### DIRECTIONS
Please arrange the part of the items that opens with the line containing "Please tag the cumulus" and runs through the end of the items as a Markdown table. Use the columns Row and Text, numbering each line and skipping blank lines.

[Point annotations for photos]
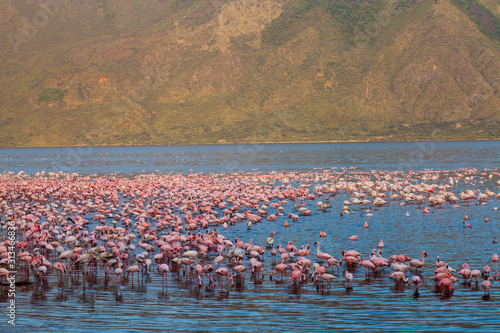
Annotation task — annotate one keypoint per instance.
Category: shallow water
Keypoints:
(372, 305)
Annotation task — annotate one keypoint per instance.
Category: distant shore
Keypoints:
(246, 143)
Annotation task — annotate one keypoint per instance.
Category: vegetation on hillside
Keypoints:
(104, 72)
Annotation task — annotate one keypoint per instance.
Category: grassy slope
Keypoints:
(211, 71)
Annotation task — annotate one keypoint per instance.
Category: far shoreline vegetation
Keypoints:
(251, 143)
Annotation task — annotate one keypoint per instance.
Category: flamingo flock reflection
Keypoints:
(124, 230)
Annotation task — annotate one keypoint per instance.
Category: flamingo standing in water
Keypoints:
(348, 277)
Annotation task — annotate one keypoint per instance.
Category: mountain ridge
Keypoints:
(192, 72)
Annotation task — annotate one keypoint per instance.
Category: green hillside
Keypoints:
(106, 72)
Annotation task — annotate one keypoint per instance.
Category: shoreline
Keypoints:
(242, 143)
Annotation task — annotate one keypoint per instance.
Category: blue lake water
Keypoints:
(372, 305)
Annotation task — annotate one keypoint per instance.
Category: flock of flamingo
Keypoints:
(123, 228)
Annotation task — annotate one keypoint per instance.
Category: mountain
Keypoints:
(109, 72)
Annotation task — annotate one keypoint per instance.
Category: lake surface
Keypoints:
(233, 158)
(372, 305)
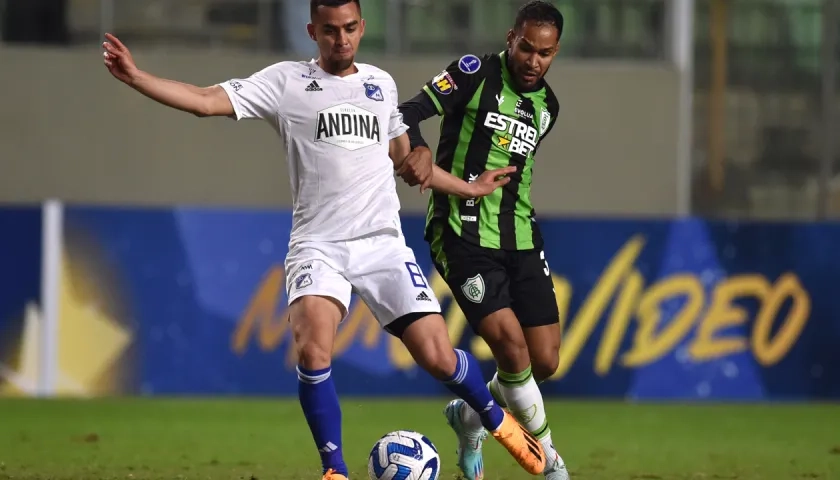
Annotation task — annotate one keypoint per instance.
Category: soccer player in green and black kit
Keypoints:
(496, 109)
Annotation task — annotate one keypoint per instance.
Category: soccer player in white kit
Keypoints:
(344, 139)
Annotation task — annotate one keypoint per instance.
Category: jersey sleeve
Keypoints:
(258, 96)
(452, 88)
(396, 126)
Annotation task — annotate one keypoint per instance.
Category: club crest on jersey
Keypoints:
(302, 281)
(348, 126)
(473, 289)
(373, 92)
(443, 83)
(545, 121)
(469, 64)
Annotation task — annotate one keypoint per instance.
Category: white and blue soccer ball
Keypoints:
(404, 455)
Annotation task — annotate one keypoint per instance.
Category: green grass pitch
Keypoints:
(268, 439)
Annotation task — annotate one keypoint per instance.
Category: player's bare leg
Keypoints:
(314, 322)
(428, 342)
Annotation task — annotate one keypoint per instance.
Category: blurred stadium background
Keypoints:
(689, 198)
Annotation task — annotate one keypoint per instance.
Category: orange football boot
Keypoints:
(527, 451)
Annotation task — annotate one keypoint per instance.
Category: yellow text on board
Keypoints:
(620, 284)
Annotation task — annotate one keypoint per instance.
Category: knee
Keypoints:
(511, 356)
(441, 363)
(313, 356)
(544, 363)
(507, 343)
(313, 330)
(428, 342)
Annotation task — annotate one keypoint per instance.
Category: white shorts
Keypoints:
(380, 268)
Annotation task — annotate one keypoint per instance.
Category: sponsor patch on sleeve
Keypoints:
(443, 83)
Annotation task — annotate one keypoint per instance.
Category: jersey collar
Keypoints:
(509, 79)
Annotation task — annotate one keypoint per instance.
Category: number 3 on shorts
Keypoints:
(416, 275)
(545, 270)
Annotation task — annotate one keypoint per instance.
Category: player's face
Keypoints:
(338, 31)
(532, 49)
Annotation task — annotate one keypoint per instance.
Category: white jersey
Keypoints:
(336, 132)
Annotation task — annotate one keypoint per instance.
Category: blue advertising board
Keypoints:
(20, 287)
(651, 309)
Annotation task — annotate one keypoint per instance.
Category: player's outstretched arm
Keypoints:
(202, 102)
(446, 183)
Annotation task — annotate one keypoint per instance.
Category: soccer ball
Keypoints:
(404, 455)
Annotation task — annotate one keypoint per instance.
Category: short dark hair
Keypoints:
(539, 12)
(314, 4)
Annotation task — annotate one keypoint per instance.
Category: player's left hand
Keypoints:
(417, 168)
(490, 180)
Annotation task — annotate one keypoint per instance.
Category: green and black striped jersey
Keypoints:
(488, 124)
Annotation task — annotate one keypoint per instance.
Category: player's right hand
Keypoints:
(118, 60)
(417, 168)
(490, 180)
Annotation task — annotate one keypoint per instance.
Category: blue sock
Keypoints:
(469, 385)
(319, 401)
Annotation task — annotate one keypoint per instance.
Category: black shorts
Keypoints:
(485, 280)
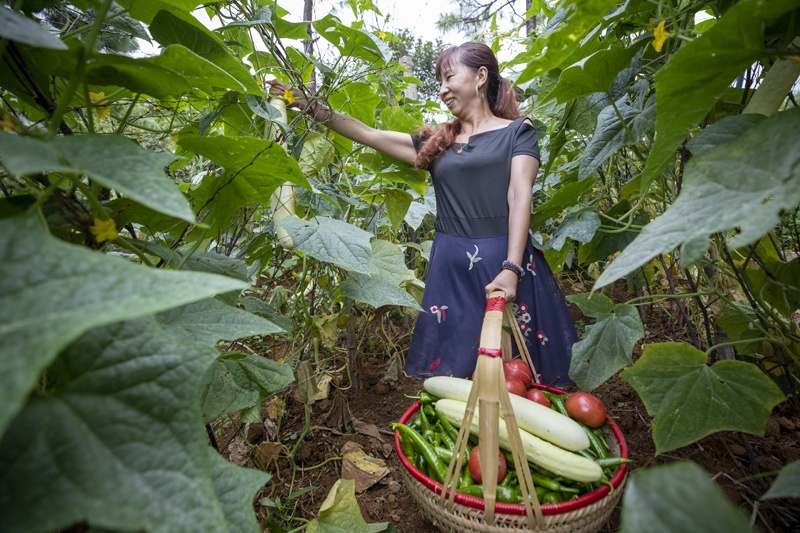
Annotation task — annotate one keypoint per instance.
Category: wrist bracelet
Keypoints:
(513, 267)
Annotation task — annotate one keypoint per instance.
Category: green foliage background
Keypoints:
(669, 166)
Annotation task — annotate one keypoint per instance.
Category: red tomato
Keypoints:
(518, 369)
(535, 395)
(586, 408)
(474, 465)
(515, 386)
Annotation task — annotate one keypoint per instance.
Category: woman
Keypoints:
(483, 165)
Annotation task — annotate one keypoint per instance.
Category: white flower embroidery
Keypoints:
(473, 258)
(439, 311)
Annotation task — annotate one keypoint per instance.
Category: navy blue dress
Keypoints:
(470, 244)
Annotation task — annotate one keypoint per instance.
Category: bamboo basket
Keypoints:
(464, 514)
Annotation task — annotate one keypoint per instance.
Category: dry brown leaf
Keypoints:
(360, 467)
(267, 452)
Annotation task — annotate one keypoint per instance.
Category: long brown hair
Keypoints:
(499, 93)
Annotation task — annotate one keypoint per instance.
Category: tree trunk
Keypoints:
(530, 24)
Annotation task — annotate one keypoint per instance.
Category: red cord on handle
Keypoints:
(491, 352)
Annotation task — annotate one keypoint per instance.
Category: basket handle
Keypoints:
(489, 395)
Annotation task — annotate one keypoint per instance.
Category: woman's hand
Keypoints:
(505, 281)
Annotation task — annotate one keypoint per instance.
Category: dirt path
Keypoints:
(729, 457)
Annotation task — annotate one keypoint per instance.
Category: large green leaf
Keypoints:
(611, 133)
(339, 512)
(236, 487)
(377, 291)
(388, 261)
(357, 100)
(196, 70)
(352, 42)
(689, 399)
(592, 74)
(720, 132)
(238, 381)
(254, 168)
(111, 160)
(397, 202)
(331, 241)
(554, 47)
(754, 177)
(118, 440)
(678, 497)
(705, 69)
(738, 321)
(606, 243)
(607, 345)
(145, 11)
(174, 27)
(580, 225)
(564, 197)
(52, 292)
(17, 27)
(210, 321)
(787, 484)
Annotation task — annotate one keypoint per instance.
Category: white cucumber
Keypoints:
(540, 452)
(533, 417)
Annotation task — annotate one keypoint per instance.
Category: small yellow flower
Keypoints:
(660, 36)
(104, 230)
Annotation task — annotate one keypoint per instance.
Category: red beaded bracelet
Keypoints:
(513, 267)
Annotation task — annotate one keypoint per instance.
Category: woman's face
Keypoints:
(457, 88)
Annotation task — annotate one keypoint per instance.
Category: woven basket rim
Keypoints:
(518, 508)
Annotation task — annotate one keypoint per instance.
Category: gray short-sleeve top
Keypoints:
(472, 186)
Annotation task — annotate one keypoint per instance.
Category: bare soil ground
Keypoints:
(364, 416)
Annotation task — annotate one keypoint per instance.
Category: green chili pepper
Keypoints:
(551, 497)
(551, 484)
(407, 447)
(426, 398)
(503, 494)
(448, 427)
(510, 479)
(595, 444)
(466, 478)
(438, 470)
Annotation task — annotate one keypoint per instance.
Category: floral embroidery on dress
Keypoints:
(439, 311)
(523, 317)
(541, 337)
(473, 258)
(532, 265)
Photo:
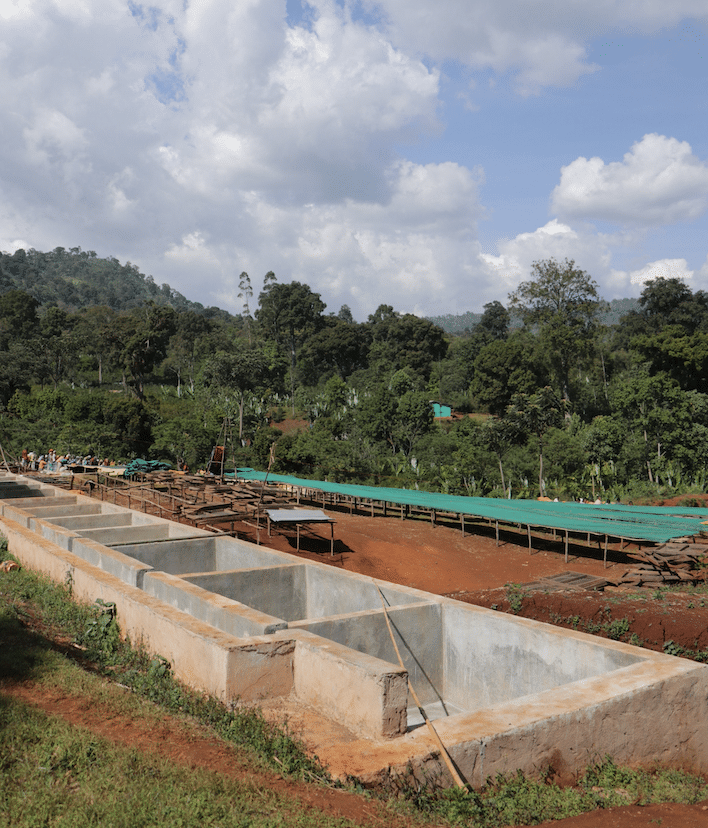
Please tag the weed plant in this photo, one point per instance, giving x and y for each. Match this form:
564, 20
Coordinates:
92, 633
63, 776
53, 774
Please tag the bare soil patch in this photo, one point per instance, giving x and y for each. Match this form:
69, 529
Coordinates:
440, 560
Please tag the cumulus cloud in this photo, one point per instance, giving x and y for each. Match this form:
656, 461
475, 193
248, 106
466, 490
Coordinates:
659, 181
202, 139
663, 269
555, 240
541, 44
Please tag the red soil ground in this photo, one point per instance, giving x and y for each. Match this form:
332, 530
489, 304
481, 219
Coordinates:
438, 559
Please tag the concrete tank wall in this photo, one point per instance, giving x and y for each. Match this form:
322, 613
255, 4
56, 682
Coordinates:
230, 616
418, 633
279, 591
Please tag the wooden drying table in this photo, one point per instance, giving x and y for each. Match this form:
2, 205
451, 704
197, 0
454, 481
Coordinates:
300, 517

### PROBLEM SOLUTION
| Row | Text |
|---|---|
| 1 | Please tag the cumulus cloud in this photo, one point per instance, giving x and y for each. Match this form: |
| 2 | 656, 461 |
| 3 | 475, 193 |
| 4 | 248, 106 |
| 5 | 466, 490 |
| 6 | Coordinates: |
| 7 | 659, 181 |
| 8 | 202, 139 |
| 9 | 663, 269 |
| 10 | 555, 240 |
| 11 | 541, 44 |
| 12 | Please tag the red soil ground in this photo, one point per instance, giving x and y for each. Match this form: |
| 13 | 332, 530 |
| 14 | 489, 304 |
| 15 | 481, 219 |
| 16 | Coordinates: |
| 17 | 438, 559 |
| 18 | Please tag the concrete tank wall in this photo, one point per instance, giving x and y for each. Match this form: |
| 19 | 322, 613 |
| 20 | 255, 4 |
| 21 | 56, 682 |
| 22 | Coordinates: |
| 23 | 230, 616 |
| 24 | 418, 633 |
| 25 | 279, 591 |
| 26 | Please tag the wooden drying table in this photo, one point per instance, giving x and y for each. Match this form: |
| 27 | 2, 205 |
| 28 | 451, 704 |
| 29 | 197, 0 |
| 30 | 454, 481 |
| 31 | Coordinates: |
| 32 | 300, 517 |